● **Selected extract**:
▼▼▼

The Nilgiris (literally, the “Blue Mountains”) are the first Indian biosphere recognized by UNESCO and are home to Indian Aborigines, the Adivasis. To remain self-sufficient and to educate their children, they created and developed a tea plantation, which today allows them to preserve their ancestral land without affecting its unique natural heritage.
Growth in the Adivasis population has created the need for a school and a hospital in the area. These services, which previously were only accessible after several hours of walking, are now available to children within their own communities, including girls who were often refused treatment and feared being beaten on their way to the schools further away.
Schools teach reading and writing, but also the tribe’s traditional dances and songs to ensure the survival of their traditions. Adults are also able to attend school with a view to working in the local hospital where patients are treated in their native tongue. Thanks to these initiatives, over 50 of these children are now pursuing higher education, and maternal and infant mortality rates have significantly declined over recent years.
"When I recently visited these Adivasi villages buried in the heart of the Gudalur valley, I found the community nurturing their own modest tea gardens, while their children studied arithmetic. What was once considered a backwards, uneducated community is now leading reform in the region through sustainable development? The hospital is efficiently run by trained Adivasi health workers who nurture a dream to see an Adivasi doctor graduate and work in their community. I hope their dreams come true."

▲▲▲

● **Record set**:

▼▼▼

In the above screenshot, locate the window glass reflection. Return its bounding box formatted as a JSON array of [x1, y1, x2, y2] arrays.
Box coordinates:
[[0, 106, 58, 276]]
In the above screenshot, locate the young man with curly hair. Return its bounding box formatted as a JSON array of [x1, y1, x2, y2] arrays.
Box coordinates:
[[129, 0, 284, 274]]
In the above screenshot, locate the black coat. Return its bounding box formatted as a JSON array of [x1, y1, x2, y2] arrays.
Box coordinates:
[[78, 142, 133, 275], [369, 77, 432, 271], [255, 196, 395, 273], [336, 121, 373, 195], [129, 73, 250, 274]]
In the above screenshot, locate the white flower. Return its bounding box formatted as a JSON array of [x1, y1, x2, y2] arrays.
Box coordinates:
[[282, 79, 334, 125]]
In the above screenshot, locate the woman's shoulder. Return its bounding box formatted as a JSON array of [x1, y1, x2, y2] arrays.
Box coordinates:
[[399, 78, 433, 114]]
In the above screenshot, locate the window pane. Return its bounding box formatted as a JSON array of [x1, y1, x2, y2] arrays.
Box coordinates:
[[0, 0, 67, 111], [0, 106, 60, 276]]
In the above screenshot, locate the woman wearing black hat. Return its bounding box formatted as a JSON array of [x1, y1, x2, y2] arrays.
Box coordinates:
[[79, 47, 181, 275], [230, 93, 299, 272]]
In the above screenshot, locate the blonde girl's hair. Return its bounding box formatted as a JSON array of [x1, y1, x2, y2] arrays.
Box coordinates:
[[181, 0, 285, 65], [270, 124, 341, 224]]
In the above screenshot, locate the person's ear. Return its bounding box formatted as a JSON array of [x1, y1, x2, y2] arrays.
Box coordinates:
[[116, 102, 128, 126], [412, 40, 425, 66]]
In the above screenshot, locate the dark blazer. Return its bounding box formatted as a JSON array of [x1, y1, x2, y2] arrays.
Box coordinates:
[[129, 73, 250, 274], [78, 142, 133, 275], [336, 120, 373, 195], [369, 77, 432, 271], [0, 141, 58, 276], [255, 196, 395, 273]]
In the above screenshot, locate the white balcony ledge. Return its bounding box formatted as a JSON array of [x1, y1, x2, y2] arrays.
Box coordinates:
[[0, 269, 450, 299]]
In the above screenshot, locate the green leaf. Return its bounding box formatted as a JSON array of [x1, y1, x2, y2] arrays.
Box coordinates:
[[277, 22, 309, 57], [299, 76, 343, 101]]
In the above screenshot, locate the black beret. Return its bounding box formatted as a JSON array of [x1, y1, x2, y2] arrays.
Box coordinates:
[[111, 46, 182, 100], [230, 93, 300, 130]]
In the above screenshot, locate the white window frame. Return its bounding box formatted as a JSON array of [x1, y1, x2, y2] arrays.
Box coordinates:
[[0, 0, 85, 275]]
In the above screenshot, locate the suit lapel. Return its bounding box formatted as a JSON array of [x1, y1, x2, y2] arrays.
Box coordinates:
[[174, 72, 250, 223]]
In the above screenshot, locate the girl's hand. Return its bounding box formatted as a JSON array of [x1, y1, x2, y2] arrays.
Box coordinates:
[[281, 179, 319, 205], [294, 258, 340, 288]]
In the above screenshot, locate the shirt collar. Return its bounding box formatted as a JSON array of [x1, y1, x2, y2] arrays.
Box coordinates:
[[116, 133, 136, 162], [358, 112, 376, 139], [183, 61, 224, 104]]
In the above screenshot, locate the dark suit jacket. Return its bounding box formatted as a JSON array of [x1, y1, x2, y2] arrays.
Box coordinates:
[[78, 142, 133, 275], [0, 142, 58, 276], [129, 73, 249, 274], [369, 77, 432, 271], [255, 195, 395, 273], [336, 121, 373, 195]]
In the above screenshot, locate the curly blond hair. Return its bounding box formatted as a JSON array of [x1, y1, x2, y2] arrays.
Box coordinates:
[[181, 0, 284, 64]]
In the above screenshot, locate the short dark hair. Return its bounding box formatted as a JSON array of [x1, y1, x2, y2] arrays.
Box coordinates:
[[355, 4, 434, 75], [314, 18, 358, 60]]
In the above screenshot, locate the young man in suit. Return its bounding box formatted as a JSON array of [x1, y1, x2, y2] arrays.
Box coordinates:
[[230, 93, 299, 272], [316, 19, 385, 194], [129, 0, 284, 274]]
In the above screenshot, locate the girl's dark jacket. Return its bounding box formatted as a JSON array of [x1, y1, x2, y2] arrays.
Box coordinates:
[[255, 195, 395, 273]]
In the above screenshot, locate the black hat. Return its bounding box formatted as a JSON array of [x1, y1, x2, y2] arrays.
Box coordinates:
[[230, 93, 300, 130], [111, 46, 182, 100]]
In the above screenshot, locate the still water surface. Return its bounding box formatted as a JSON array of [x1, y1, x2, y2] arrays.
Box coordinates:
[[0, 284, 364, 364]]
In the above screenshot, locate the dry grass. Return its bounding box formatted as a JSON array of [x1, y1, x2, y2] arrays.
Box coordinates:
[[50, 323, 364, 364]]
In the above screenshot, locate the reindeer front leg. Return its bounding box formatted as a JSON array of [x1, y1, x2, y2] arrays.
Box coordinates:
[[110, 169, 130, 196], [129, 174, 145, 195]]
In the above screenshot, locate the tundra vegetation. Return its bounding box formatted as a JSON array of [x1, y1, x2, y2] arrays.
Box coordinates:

▲▲▲

● **Exercise**: Reproduce verbatim the part of the Nilgiris passage between "The Nilgiris (literally, the" and "unique natural heritage.", inclusive. Work only from the Nilgiris passage, not from the listing.

● **Output for this task**:
The Nilgiris (literally, the “Blue Mountains”) are the first Indian biosphere recognized by UNESCO and are home to Indian Aborigines, the Adivasis. To remain self-sufficient and to educate their children, they created and developed a tea plantation, which today allows them to preserve their ancestral land without affecting its unique natural heritage.